Collect every line of the records below that contains the word "tree", copying each one in full.

Information provided:
***

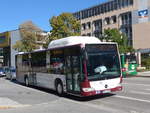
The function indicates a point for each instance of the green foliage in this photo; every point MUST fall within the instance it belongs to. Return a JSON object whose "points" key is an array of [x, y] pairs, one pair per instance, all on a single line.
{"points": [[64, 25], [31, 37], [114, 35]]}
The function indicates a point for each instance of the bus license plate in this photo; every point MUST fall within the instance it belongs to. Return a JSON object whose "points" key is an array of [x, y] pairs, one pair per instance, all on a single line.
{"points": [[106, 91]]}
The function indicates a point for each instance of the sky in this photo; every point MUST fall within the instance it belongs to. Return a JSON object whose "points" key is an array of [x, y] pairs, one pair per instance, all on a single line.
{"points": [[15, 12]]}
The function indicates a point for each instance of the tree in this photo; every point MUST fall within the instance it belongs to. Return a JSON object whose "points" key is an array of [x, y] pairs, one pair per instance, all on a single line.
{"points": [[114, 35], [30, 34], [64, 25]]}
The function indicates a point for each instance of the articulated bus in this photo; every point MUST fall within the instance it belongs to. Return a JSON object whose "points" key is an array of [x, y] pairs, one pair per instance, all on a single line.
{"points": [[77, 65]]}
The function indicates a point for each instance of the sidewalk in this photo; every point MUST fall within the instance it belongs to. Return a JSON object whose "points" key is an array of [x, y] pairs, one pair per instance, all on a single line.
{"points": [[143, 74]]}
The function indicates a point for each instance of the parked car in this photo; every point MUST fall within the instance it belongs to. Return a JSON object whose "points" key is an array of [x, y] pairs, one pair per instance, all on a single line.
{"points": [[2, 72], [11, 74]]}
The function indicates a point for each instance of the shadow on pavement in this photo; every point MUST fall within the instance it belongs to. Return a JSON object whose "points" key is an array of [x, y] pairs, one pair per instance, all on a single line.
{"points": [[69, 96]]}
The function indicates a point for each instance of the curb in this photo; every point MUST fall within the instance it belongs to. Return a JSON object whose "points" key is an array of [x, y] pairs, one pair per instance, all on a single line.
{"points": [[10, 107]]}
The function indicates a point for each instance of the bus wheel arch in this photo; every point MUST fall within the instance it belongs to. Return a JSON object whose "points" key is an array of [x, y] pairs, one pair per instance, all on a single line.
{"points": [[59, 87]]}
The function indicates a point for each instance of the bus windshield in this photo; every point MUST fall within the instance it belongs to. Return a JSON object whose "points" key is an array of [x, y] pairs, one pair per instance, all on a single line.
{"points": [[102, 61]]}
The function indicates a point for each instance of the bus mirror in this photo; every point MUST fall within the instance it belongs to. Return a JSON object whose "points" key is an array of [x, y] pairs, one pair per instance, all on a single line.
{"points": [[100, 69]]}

***

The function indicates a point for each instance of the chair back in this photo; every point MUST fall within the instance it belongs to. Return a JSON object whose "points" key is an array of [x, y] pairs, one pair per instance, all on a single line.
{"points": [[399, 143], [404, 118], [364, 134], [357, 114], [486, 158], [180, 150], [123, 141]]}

***

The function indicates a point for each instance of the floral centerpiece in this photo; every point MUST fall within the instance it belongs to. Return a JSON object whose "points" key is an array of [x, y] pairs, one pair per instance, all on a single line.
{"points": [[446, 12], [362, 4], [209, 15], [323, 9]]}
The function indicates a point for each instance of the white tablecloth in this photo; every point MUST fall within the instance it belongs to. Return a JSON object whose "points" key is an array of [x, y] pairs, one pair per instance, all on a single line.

***

Exercise result:
The function indicates a point for each instance of the tree in this photo; every point MUST fall within the instance it belongs to. Return a JSON object whose "points" key is an array of [x, y] pairs, one pair per instance, all on a single line.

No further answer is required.